#### GIVEN ENTRIES ####
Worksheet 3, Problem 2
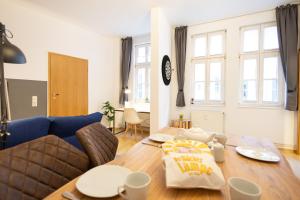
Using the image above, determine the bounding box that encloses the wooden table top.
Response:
[46,128,300,200]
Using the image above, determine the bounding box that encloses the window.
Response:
[134,44,151,103]
[240,23,282,105]
[192,31,225,104]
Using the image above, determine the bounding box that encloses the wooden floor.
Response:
[117,131,300,179]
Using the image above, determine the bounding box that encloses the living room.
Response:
[0,0,300,200]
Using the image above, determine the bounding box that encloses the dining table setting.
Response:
[45,127,300,200]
####
SET TASK>
Return all of the material above word for word, line by line, omitting the pictures.

WRITTEN RESPONSE>
Worksheet 3, Problem 2
Using the image above, determine the bounding box that encloses the wooden table top.
Response:
[46,128,300,200]
Using the image above, determine the bounding box that encloses the window.
Response:
[134,44,151,103]
[240,23,282,105]
[192,31,225,104]
Using the image above, determine the bounding box that encloses the wooden floor.
Response:
[117,131,300,179]
Using the image above, determine the bounding box that encloses the living room.
Response:
[0,0,300,200]
Using the image above, determine the bounding box that encloses the dining table setting.
Response:
[45,127,300,200]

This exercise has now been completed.